* EXERCISE OBJECTIVE *
Copy, please, the line with "Look at the provided image and carefully locate the toe." and each line that follows it through the end of the data below, exactly as given and without pictures.

* GIVEN INFORMATION *
::::::

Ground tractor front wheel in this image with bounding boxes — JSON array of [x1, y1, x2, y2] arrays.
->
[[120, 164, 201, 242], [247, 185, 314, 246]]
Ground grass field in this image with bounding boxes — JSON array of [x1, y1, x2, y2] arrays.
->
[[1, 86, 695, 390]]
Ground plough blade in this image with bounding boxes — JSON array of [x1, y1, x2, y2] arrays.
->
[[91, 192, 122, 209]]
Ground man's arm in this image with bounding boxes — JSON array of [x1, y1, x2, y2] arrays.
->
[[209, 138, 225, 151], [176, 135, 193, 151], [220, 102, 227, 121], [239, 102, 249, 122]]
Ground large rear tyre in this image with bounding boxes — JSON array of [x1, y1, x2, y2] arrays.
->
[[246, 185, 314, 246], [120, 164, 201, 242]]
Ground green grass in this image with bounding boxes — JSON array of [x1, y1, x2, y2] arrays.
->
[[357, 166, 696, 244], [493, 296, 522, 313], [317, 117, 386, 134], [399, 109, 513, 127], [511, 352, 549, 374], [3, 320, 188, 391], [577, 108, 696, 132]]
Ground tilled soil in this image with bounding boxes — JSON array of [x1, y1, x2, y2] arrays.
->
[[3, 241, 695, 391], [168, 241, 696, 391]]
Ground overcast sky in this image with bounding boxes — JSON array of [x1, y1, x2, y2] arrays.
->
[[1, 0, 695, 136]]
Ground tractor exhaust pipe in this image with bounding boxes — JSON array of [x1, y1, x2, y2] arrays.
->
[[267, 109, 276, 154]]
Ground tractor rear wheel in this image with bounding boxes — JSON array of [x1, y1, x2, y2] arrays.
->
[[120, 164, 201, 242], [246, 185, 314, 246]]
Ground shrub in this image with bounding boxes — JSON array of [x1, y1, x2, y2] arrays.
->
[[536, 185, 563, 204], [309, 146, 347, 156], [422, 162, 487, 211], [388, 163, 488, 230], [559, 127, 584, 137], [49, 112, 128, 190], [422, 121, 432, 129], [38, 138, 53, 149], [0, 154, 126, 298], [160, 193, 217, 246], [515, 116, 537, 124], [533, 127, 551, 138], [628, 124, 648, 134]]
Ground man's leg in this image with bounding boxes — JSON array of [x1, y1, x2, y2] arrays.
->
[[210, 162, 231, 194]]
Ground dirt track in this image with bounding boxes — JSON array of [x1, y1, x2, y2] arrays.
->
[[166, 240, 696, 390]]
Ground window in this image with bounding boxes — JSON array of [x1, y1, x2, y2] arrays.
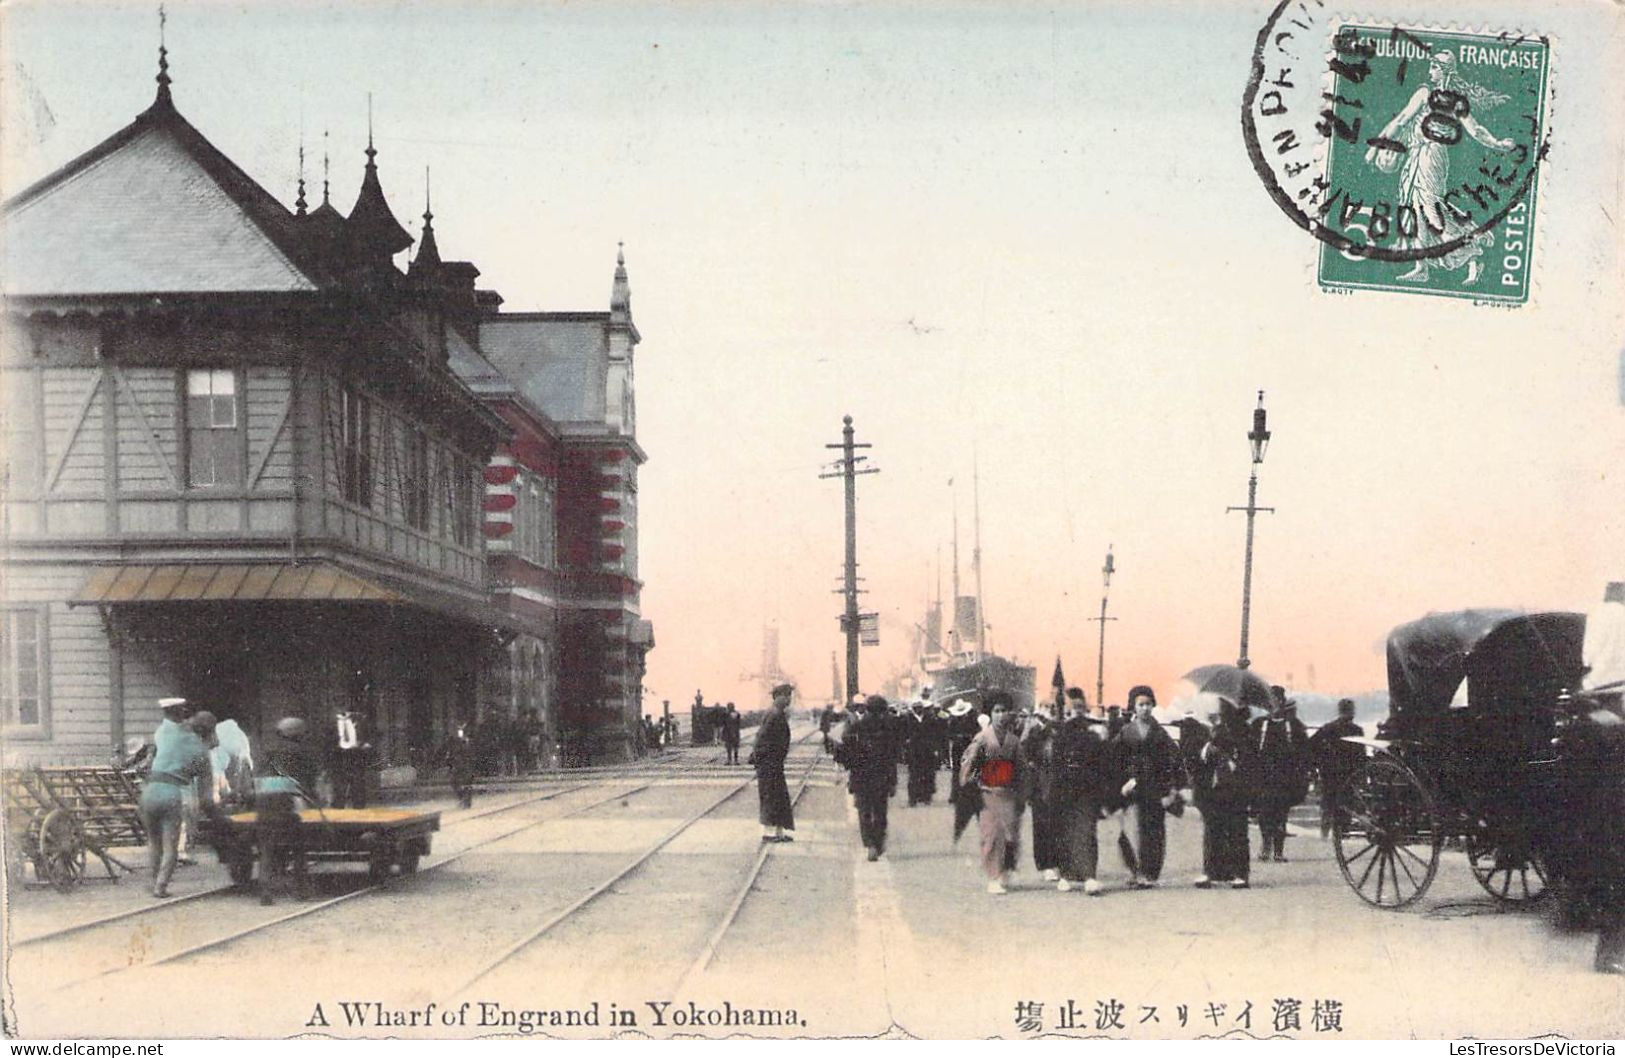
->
[[403, 427, 430, 530], [185, 369, 242, 488], [446, 451, 477, 547], [522, 477, 543, 564], [341, 385, 372, 506], [1, 608, 46, 733]]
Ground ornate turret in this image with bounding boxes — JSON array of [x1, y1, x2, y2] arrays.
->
[[300, 132, 351, 264], [346, 101, 413, 263], [610, 242, 632, 325], [410, 167, 441, 277]]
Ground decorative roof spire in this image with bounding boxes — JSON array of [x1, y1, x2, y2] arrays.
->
[[295, 141, 308, 216], [412, 166, 441, 273], [154, 5, 173, 108], [322, 130, 331, 205], [346, 95, 413, 258], [610, 241, 632, 320]]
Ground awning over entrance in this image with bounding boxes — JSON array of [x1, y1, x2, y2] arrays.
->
[[70, 562, 406, 605], [70, 561, 537, 637]]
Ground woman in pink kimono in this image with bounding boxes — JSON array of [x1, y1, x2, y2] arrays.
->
[[959, 693, 1028, 894]]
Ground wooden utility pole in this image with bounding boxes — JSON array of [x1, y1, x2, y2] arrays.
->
[[821, 416, 878, 702], [1090, 546, 1117, 709]]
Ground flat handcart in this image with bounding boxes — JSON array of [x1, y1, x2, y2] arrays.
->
[[2, 766, 146, 892], [200, 807, 441, 887]]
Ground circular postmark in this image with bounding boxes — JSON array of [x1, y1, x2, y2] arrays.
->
[[1243, 1, 1550, 268]]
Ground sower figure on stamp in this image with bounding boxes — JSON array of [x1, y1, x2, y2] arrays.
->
[[836, 695, 899, 861], [1114, 685, 1181, 889], [750, 683, 796, 843], [1365, 50, 1516, 286], [960, 691, 1027, 895], [1054, 688, 1109, 895]]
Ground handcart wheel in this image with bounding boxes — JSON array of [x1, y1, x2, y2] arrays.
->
[[38, 809, 87, 893], [1333, 755, 1441, 910], [1467, 829, 1548, 903]]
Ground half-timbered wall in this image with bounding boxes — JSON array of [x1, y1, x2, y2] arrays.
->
[[314, 371, 484, 588]]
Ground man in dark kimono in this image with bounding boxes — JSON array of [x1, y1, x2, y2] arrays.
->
[[1308, 698, 1365, 838], [837, 695, 899, 860], [329, 707, 373, 809], [1114, 685, 1181, 889], [905, 701, 941, 806], [1251, 686, 1309, 862], [819, 704, 837, 754], [945, 700, 979, 797], [749, 683, 795, 842], [1194, 700, 1255, 888], [721, 703, 743, 765]]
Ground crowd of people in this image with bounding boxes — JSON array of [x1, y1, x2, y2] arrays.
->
[[804, 682, 1365, 898]]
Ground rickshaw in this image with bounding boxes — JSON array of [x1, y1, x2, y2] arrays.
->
[[1332, 610, 1591, 910]]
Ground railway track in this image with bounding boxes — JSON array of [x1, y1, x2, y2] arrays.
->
[[22, 732, 839, 1000], [440, 736, 841, 1003], [14, 739, 775, 949], [12, 779, 598, 948]]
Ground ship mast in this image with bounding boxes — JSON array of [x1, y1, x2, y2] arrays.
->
[[972, 456, 986, 660]]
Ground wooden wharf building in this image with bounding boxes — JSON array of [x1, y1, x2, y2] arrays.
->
[[0, 56, 652, 777]]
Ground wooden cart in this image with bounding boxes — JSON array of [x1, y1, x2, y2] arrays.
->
[[3, 766, 146, 892], [201, 807, 441, 887]]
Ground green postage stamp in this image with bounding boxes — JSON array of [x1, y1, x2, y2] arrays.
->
[[1316, 27, 1550, 303], [1245, 12, 1552, 305]]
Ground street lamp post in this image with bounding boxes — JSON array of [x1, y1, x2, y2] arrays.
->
[[1229, 391, 1274, 670]]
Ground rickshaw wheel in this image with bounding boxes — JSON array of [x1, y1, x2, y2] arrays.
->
[[1467, 829, 1548, 903], [38, 809, 87, 893], [1333, 755, 1441, 910]]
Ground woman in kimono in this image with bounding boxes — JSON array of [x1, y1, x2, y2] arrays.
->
[[959, 693, 1027, 894], [1054, 688, 1111, 895]]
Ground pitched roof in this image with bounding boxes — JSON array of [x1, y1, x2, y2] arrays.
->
[[479, 315, 608, 424], [2, 95, 334, 297]]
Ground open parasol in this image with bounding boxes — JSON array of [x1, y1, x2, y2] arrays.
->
[[1181, 663, 1275, 709]]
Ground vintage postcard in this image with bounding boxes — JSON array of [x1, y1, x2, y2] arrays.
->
[[2, 0, 1622, 1044]]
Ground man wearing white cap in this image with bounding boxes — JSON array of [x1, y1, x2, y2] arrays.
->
[[153, 698, 197, 862]]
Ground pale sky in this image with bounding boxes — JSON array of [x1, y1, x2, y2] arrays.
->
[[4, 0, 1622, 712]]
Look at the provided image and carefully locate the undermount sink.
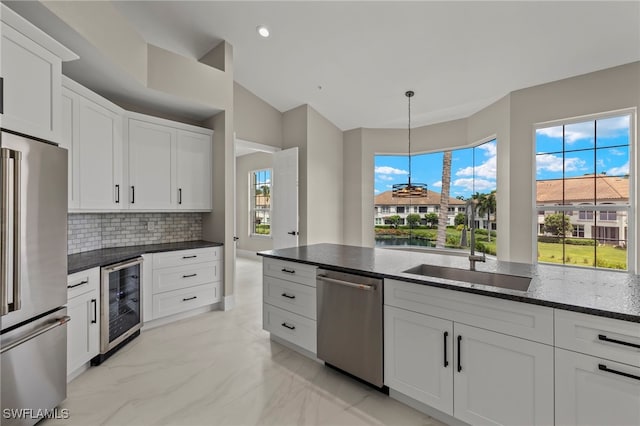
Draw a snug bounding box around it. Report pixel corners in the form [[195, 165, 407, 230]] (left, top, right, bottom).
[[403, 264, 531, 292]]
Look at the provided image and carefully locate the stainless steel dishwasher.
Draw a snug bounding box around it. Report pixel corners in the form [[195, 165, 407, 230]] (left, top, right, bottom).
[[316, 269, 383, 388]]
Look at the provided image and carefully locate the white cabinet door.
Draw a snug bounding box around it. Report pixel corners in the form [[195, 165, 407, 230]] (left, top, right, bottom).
[[78, 98, 123, 210], [60, 89, 79, 209], [128, 119, 176, 209], [67, 290, 99, 375], [0, 24, 62, 142], [453, 323, 554, 426], [176, 130, 211, 210], [555, 348, 640, 426], [384, 306, 454, 415]]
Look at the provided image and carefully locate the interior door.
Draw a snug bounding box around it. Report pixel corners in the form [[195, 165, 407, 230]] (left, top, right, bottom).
[[272, 147, 299, 249]]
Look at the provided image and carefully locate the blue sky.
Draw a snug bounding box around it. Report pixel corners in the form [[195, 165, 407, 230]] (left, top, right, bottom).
[[535, 115, 630, 180], [374, 140, 497, 199]]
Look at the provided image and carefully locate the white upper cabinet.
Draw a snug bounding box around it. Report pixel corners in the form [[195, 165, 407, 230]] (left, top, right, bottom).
[[127, 113, 212, 212], [62, 78, 124, 212], [0, 4, 77, 142], [78, 97, 123, 210], [176, 130, 212, 210], [128, 119, 176, 209]]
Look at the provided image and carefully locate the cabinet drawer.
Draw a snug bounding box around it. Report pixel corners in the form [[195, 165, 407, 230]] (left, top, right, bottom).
[[385, 279, 554, 344], [263, 303, 316, 354], [263, 258, 317, 287], [152, 282, 217, 319], [153, 247, 220, 269], [67, 267, 100, 300], [263, 276, 316, 320], [555, 309, 640, 367], [152, 261, 220, 294]]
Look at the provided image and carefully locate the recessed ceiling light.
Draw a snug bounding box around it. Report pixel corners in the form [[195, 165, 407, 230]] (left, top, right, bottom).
[[256, 25, 270, 38]]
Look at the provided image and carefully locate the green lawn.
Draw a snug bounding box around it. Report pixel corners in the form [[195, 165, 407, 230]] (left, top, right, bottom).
[[537, 242, 627, 270], [255, 224, 270, 235]]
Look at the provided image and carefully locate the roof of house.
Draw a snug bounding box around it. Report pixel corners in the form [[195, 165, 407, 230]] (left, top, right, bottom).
[[536, 174, 629, 204], [374, 190, 466, 206]]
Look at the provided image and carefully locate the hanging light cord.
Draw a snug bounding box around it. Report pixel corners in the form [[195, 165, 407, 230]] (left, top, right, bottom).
[[408, 92, 411, 185]]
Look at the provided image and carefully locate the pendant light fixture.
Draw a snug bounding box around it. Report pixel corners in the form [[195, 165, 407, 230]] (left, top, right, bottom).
[[392, 90, 428, 198]]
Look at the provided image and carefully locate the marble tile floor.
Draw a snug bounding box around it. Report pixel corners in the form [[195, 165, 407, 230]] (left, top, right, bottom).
[[45, 255, 447, 426]]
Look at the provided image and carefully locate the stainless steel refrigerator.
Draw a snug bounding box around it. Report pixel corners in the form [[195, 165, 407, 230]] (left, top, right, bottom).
[[1, 130, 69, 426]]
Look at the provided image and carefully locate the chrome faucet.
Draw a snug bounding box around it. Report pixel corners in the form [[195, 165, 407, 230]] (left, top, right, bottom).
[[466, 198, 486, 271]]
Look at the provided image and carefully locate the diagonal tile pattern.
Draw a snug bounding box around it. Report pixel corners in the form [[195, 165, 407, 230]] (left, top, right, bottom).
[[45, 255, 446, 426]]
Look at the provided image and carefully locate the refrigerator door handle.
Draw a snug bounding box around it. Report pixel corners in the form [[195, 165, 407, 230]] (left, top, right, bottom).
[[1, 148, 23, 314], [0, 316, 70, 354], [11, 149, 21, 312], [1, 148, 9, 315]]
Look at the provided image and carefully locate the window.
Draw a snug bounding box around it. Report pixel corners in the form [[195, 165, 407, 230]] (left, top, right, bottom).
[[396, 206, 405, 214], [572, 225, 585, 238], [250, 169, 271, 236], [374, 139, 497, 254], [535, 112, 631, 270]]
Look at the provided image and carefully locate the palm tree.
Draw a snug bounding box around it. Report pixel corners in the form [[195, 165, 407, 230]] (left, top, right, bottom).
[[436, 151, 452, 248], [261, 185, 270, 202], [475, 191, 496, 242]]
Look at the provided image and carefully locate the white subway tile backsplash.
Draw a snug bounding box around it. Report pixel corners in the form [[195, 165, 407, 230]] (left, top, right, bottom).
[[68, 213, 203, 254]]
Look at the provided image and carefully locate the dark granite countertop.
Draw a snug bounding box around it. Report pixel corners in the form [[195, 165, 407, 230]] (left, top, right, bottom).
[[68, 240, 223, 274], [258, 243, 640, 323]]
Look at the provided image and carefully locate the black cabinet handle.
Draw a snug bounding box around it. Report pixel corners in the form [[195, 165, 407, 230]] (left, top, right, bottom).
[[281, 322, 295, 330], [457, 335, 462, 372], [182, 273, 197, 278], [91, 299, 97, 324], [67, 280, 89, 289], [598, 364, 640, 381], [444, 331, 449, 367], [183, 255, 197, 259], [178, 188, 182, 205], [131, 186, 135, 204], [182, 296, 197, 301], [115, 184, 120, 203], [281, 293, 296, 299], [287, 231, 298, 236], [598, 334, 640, 349], [281, 268, 295, 274]]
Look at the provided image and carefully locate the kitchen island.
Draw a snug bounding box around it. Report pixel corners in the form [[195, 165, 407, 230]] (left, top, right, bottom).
[[258, 243, 640, 426]]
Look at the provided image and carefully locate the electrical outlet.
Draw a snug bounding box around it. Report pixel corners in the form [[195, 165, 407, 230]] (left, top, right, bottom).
[[147, 221, 155, 231]]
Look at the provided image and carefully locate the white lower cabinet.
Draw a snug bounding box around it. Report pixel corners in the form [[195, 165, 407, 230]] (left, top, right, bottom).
[[385, 306, 454, 414], [454, 323, 554, 426], [66, 268, 100, 378], [147, 247, 223, 322], [384, 278, 554, 426], [555, 348, 640, 426]]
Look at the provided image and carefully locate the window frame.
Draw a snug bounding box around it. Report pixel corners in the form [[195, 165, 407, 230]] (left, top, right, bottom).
[[249, 168, 272, 238], [532, 108, 636, 271]]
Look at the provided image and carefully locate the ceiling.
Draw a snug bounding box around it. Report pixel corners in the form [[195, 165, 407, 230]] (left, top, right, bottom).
[[7, 1, 640, 130]]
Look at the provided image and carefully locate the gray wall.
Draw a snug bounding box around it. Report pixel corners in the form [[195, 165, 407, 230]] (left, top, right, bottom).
[[343, 61, 640, 269], [307, 106, 344, 244], [236, 152, 274, 253], [234, 82, 283, 148]]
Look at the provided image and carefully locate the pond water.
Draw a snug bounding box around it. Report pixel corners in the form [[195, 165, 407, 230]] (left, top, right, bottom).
[[375, 236, 435, 247]]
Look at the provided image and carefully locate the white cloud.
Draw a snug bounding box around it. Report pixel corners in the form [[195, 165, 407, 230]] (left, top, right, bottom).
[[374, 189, 381, 194], [456, 154, 496, 179], [432, 181, 442, 188], [378, 175, 395, 181], [597, 115, 630, 138], [453, 178, 496, 192], [375, 166, 408, 175], [477, 141, 496, 157], [597, 159, 606, 169], [536, 154, 585, 173], [536, 123, 593, 145], [608, 161, 629, 176], [386, 184, 393, 188]]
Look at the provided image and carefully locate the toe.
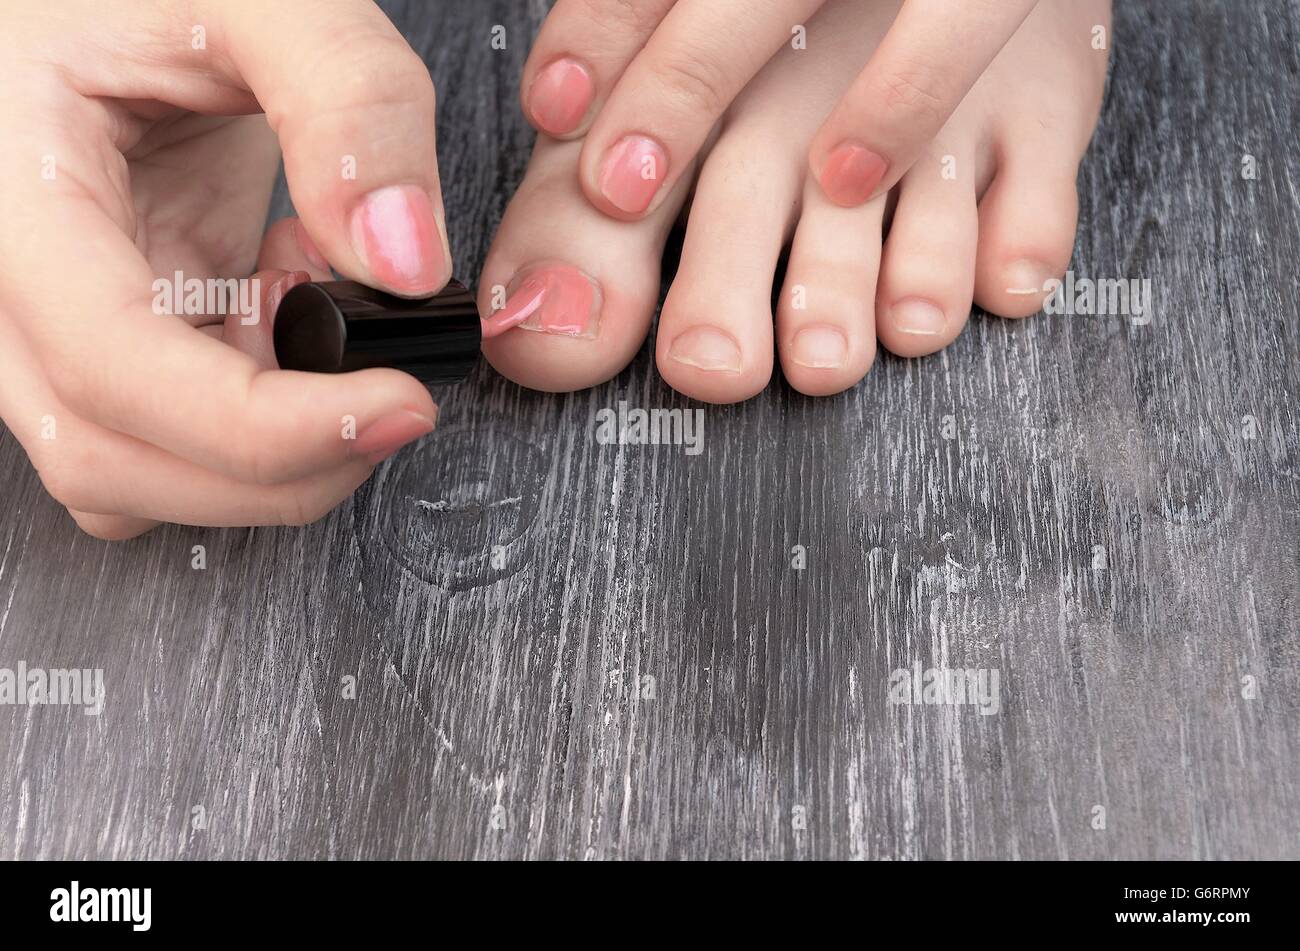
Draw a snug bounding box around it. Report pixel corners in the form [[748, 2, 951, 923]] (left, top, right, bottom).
[[875, 149, 979, 358], [656, 140, 801, 403], [973, 146, 1080, 319], [479, 137, 687, 392], [775, 180, 885, 396]]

::::::

* RESPONSE FOR THIS EXERCISE *
Look at the provided image and carefully locate the toe.
Draw a snug bounding box around it. Report pixel corners in the form [[748, 2, 951, 923]] (left, top, right, bottom).
[[875, 149, 979, 358], [656, 140, 801, 403], [973, 146, 1080, 319], [479, 137, 687, 392], [775, 180, 885, 396]]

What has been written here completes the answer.